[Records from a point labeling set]
-.-.-

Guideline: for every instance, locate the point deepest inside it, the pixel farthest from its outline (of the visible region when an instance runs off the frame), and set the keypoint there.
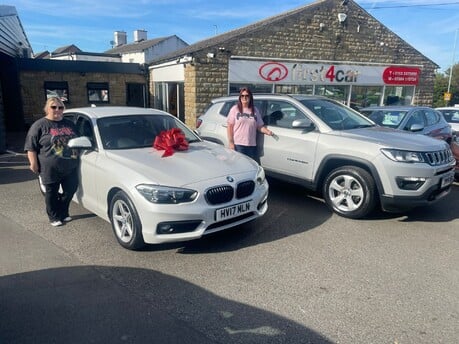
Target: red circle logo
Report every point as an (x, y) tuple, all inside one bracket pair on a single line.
[(273, 71)]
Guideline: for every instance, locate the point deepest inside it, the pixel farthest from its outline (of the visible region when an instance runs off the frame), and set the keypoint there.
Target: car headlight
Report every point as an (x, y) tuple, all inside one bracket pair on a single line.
[(166, 194), (261, 177), (403, 156)]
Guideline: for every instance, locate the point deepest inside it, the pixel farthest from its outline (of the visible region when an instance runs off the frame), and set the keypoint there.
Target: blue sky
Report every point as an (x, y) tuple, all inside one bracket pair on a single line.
[(430, 26)]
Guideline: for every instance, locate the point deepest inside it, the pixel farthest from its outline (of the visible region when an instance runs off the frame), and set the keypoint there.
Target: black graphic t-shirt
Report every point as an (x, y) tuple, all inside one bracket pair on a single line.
[(49, 139)]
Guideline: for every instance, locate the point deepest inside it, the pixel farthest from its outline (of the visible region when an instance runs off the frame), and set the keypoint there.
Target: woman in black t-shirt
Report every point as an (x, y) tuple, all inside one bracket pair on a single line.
[(49, 156)]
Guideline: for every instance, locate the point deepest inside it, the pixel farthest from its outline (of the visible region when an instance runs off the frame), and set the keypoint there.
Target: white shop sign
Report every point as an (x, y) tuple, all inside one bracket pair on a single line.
[(320, 73)]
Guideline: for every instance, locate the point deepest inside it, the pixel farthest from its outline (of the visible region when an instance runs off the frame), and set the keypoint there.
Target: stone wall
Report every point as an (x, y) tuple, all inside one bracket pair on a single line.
[(33, 91), (360, 39)]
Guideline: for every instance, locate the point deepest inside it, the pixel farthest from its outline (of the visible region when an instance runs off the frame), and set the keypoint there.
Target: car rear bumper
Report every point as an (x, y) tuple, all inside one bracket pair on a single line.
[(402, 203)]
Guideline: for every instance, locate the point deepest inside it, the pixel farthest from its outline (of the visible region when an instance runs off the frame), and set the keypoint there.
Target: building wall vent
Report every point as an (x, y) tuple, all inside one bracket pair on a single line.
[(120, 38), (140, 35)]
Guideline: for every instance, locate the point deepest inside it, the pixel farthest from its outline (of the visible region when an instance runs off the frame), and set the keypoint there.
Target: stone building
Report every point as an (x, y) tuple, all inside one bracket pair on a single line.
[(79, 83), (330, 47)]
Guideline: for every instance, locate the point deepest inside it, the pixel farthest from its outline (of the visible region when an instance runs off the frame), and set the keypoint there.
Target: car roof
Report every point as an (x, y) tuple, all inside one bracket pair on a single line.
[(110, 111), (395, 107), (271, 96)]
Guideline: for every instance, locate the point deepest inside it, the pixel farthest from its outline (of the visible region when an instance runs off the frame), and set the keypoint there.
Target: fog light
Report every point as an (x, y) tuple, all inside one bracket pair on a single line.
[(410, 183), (177, 227)]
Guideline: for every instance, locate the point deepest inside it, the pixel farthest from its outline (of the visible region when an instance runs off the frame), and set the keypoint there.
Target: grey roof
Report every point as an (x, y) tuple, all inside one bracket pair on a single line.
[(12, 34), (67, 48), (137, 46), (233, 34)]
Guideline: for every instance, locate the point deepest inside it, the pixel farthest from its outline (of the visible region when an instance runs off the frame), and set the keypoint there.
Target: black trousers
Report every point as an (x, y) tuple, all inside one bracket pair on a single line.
[(57, 204)]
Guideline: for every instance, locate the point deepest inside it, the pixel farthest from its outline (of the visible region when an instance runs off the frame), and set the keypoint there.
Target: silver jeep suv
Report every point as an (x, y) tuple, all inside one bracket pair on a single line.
[(327, 147)]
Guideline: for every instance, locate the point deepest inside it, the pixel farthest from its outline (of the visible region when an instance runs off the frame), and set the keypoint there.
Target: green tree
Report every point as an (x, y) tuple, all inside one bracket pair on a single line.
[(441, 87)]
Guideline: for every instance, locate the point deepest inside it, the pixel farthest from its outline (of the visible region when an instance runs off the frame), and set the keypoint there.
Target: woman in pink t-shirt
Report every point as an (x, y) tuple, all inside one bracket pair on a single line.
[(244, 120)]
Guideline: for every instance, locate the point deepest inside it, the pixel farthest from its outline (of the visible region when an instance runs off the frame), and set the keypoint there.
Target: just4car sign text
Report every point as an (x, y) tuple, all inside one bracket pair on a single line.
[(312, 73)]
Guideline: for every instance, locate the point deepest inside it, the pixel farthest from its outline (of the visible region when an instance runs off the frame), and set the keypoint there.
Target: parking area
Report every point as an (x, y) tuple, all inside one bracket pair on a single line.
[(300, 274)]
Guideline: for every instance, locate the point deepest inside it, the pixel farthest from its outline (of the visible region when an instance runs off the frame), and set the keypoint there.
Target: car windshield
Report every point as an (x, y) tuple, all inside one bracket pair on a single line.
[(451, 116), (336, 115), (138, 131), (388, 118)]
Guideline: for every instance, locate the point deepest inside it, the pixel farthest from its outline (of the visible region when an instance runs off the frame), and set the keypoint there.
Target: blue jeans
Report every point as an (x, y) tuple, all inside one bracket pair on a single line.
[(250, 151)]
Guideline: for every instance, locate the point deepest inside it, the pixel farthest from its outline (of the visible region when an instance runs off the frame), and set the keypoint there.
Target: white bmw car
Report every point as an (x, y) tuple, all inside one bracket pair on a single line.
[(156, 183)]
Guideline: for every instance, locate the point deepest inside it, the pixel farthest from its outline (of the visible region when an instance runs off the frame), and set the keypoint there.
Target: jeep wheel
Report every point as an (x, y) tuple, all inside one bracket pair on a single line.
[(350, 192)]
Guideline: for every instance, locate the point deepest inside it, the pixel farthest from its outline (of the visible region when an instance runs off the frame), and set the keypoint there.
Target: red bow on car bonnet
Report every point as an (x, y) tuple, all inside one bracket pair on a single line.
[(170, 141)]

-.-.-

Exclude all images and restate the records above word for word.

Guideline: for every instance, locate the point deepest inside it, the pixel farthest from its outline (of the visible region when an instance runs off the frame), and set the keypoint there.
Target: red circle logo
Report every point as an (x, y) tuple, all inside one bracket pair on a single line.
[(273, 71)]
Guideline: for every instance, locate the point deepest inside it, the pixel farthest from its outline (of the visible region when an instance runs off the frame), and set the keypoint there.
Target: car headlight
Report every point as an (x, y) tuple, all inside one bracket pair on a single line.
[(166, 194), (261, 177), (403, 156)]
Guideline: for every instance, locate the point deepest inside it, the pixel farthest from its outline (of the visible region when an instance runs off the frame), and set the keypoint there.
Target: blue sky
Report every point as an (x, y) tuple, all inside one bracket pair on a single line.
[(430, 26)]
Guideline: for every instance, locate the point deepest inside it, the pixel farthest from its outline (of the visible region when an instance runs off the frame), and set the keypoint there.
Target: black graphic t-shirt
Report every point as an (x, y) tuple, all inside one bracket pair on a single line.
[(49, 139)]
Guideline: for every instance, locate the point deepest inside it, the pixel farthest from its outline (of the visible region when an instance runs off the frame), and set the keypoint there.
Target: woman in black t-shirt
Report every point as an (x, y) tuple, all inside one bracket pair on a single line.
[(49, 156)]
Guideline: for every instance, locate the point deepest inside it, the pixel farthest from its outline (of the visible region when an instance runs off the frame), and set the keypoint there.
Target: white shop sign
Report every point as an (x, y) tuple, all inside one bracket pair on a single line.
[(320, 73)]
Guideline: for every instance, locate the point deepest inside it, the pixel farthest from its outline (of the visible region when an instance runs off the frame), and set the keypoint there.
Target: stone wall
Report every point as an (x, y) tuple, all inside one bracket pair on a single line.
[(33, 91), (360, 39)]
Guideline: for every instance, locate the point deepest inside it, the pixel farthest from its outline (of the visible region when an instance runs off the frame), and set the keypoint there.
Target: car rear bumper
Report every point as an (x, y) tuple, all inside one bracket pair on a single line.
[(402, 203)]
Guideline: for every instance, locate the point deepest inside it, the pixel farthest from its outline (of the visible region when an instance runs off the frame), and set the keypoint there.
Target: building wall vent
Report every point as an (x, y) tuple, all inside one bracket pair on a single line.
[(120, 38), (140, 35)]
Guideline: for every instance, locate the point deepest inside it, the pixel farthest from its outline (of the visible region when an instance runs off the frame), and set the keypoint there.
Target: stone building
Report every point as an (x, y) tuple, all inside one bracket pair on a single line.
[(79, 83), (330, 47)]
Guideline: for every instance, locate the point deepest inside it, the pixel farthest from its outline (of the visible region when an instance runs off the frame), and set the keypoint there.
Target: car roof
Report every point as an (x, y) tuple, all inside one bracket pair on a single line.
[(110, 111), (395, 107), (271, 96)]
Guideline: for every instance, locate the point deepest inside it, the pixel farthest from its outline (of the visible region when an instance runs off the frame), and set the keypoint there.
Target: fog light
Report every point as an (x, y) tuple, all inside one bracket pair on a single line.
[(410, 183), (177, 227)]
Guideline: for every instance, locate the point deepest inside it, the pixel farthest from its outline (of the visible region when an instance runs off the frame), and set the keypoint there.
Target: grey roof
Report every point as an (x, y) tuple, all inside one bracket pair on a single line.
[(12, 34), (67, 48), (137, 46), (233, 34)]
Guideline: for every instance, locate the point deepest inside it, the pixel farthest from its outline (of the visible region when an instance runs off the frame), and set the keypoint there.
Target: black trousers
Report every point as an (x, y) tuple, all inside one bracket pair on a single line.
[(57, 204)]
Guideline: for every instance, locate the point deepest inside it, the pixel farthest from its outline (of the visible region when an instance runs off the frame), and set the keypoint there.
Target: silver jeep suv
Report every point as an (x, y) tuple, all inside one bracket pair on a single line.
[(327, 147)]
Guideline: for every instance, locate the point deepest inside it, the pixel farthest from its outline (of the visible region when an instance runs off the frame), and set the keypoint there.
Target: green tree
Report every point as an (x, y) tuple, all inside one bracket pair on a single line.
[(441, 87)]
Guideline: for every instance, locate the point deepest inside it, the pixel farthest from its outline (of the visible region when an instance runs off the frame), and set the keypoint there.
Target: woman in pink t-shirt
Report every point as an (x, y) tuple, all inside one bracket pair on a single line.
[(244, 120)]
Guideline: for every instance, locate the point deepest inside it, the pixel farthest from its outline (of the visible region when an instance runs off the frame), and set the keypoint there.
Target: just4car sign text
Report every point as an (x, y) tuple, all inside one bracket pair on a single line.
[(312, 73)]
Guideline: for every instance, locate the point deepest inside it, the pixel farthest from its outline (of the visible region when an instance runs off the frame), and set the keypoint there.
Target: parking area
Report every point as an (x, y) tuple, all inside one bracket pair on a single line.
[(300, 274)]
Guideline: for every instance, locate the point deepest inside it, the pixel farthest from its outline (of the visible region when an instance runs off the frame), and set the keypoint there.
Target: car windshield
Report every point as an (x, y) tuple, all inside one bracket pair on a single line.
[(451, 116), (336, 115), (138, 131), (388, 118)]
Guideline: for every instance, locate the point deepest inside it, the pixel farthest from its outline (of the visible region when an instance runs off the frame), and set the keypoint there.
Target: blue jeans
Report every point as an (x, y) tuple, all inside one bracket pair on a single line.
[(250, 151)]
Guideline: for every instance, locate the point deepest inside it, the pixel farthest from its outline (of the visible region when an instance runs off the frame), and set the keypoint there.
Target: white bmw car
Report every point as an (x, y) tuple, all inside one bracket pair on a single line.
[(156, 183)]
Guideline: for every instance, locate the point deepest inside it, the pixel farthest from its outline (of the visible region when an instance runs off the frame), and set the keypoint there.
Target: jeep wheel
Report every point as an (x, y) tuple, all inside one bracket pair on a single line.
[(350, 192)]
Guideline: for every instance, locate the point deepest inside it, the pixel farthest from its outline (of the visible region when an instance runs off the frame), and set the keypoint there.
Target: red bow on car bonnet
Report every point as an (x, y) tuple, all inside one bracket pair on a single line.
[(170, 141)]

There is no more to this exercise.